(PROBLEM 1) Which lines of the records contain the string "like"? Pick out each of those lines and copy it.

*** DOCUMENT

- Cover art for the R3hab remix

Single by Andy Grammer

from the album Naive
- Released: February 13, 2019
- Length: 3:16
- Label: S-Curve
- Songwriters: Andy Grammer; Bram Inscore; Jake Torrey; Sam Farrar;
- Producer: Bram Inscore

Andy Grammer singles chronology
| "Smoke Clears" (2017) | "Don't Give Up on Me" (2019) | "I Am Yours" (2019) |

R3hab singles chronology
| "All Around the World (La La La)" (2019) | "Don't Give Up on Me" (2019) | "Don't Give Up on Me Now" (2019) |

Music video
- "Don't Give Up on Me" on YouTube

= Don't Give Up on Me (Andy Grammer song) =

2019 single by Andy Grammer

"Don't Give Up on Me" is a song by American singer-songwriter Andy Grammer. It was released on February 13, 2019 as lead single from his fourth studio album, Naive which was released on June 25, 2019. Grammer wrote the song with Bram Inscore, Jake Torrey and Sam Farrar; Inscore produced it. On April 12, 2019, Grammer released another version with Dutch DJ R3hab.

==Content==
"Don't Give Up on Me" is the theme song of 2019 romantic drama film Five Feet Apart. It is about a young man and woman living in the entanglement of illness, death and love. The lyrics speaks to the heroine's mission and echo the sentiment of her. Grammer said in an interview, "Don't give up on me'… a very simple idea but a very powerful one. I have had many moments in my life where I wouldn't give up on someone else, where I believed in them when they didn't believe in themselves. Hell, I've had super intense moments where I wouldn't give up on myself. But the most powerful memories from my personal vantage point are when someone wouldn't give up on me. It is my sincere wish that for anyone who hears this song and is on the verge of giving up it will be another subtle nudge to keep going."

******
*** TASK DATA

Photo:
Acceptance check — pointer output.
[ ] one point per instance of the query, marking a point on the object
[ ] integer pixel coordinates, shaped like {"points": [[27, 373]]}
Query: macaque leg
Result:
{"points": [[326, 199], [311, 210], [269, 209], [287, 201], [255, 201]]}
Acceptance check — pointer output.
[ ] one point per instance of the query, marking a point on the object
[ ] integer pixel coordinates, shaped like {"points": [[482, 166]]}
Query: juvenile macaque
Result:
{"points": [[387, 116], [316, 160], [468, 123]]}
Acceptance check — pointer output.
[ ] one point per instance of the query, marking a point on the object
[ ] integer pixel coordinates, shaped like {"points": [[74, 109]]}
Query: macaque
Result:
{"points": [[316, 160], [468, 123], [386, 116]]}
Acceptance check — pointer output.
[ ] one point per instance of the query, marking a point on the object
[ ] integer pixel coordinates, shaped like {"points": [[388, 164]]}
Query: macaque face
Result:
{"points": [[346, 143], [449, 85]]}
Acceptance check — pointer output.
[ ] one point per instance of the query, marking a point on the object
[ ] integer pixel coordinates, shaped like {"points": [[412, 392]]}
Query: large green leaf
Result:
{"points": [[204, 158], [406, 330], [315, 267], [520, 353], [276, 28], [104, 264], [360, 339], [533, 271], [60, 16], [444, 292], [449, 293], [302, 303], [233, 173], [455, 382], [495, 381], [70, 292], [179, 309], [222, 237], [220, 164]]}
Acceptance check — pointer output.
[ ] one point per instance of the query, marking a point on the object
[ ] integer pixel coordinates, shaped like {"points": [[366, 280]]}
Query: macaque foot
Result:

******

(PROBLEM 2) Can you quote the song article above, word for word, between "Andy Grammer singles" and "Dutch DJ R3hab.", inclusive?

(TASK RESPONSE 1)
[ ] integer pixel coordinates, shaped like {"points": [[27, 373]]}
[ ] integer pixel coordinates, shaped like {"points": [[482, 166]]}
[ ] integer pixel coordinates, shaped like {"points": [[74, 109]]}
[ ] integer pixel coordinates, shaped like {"points": [[388, 164]]}
[ ] integer pixel coordinates, shaped like {"points": [[412, 392]]}
[ ] integer pixel coordinates, shaped like {"points": [[366, 280]]}

(TASK RESPONSE 2)
Andy Grammer singles chronology
| "Smoke Clears" (2017) | "Don't Give Up on Me" (2019) | "I Am Yours" (2019) |

R3hab singles chronology
| "All Around the World (La La La)" (2019) | "Don't Give Up on Me" (2019) | "Don't Give Up on Me Now" (2019) |

Music video
- "Don't Give Up on Me" on YouTube

= Don't Give Up on Me (Andy Grammer song) =

2019 single by Andy Grammer

"Don't Give Up on Me" is a song by American singer-songwriter Andy Grammer. It was released on February 13, 2019 as lead single from his fourth studio album, Naive which was released on June 25, 2019. Grammer wrote the song with Bram Inscore, Jake Torrey and Sam Farrar; Inscore produced it. On April 12, 2019, Grammer released another version with Dutch DJ R3hab.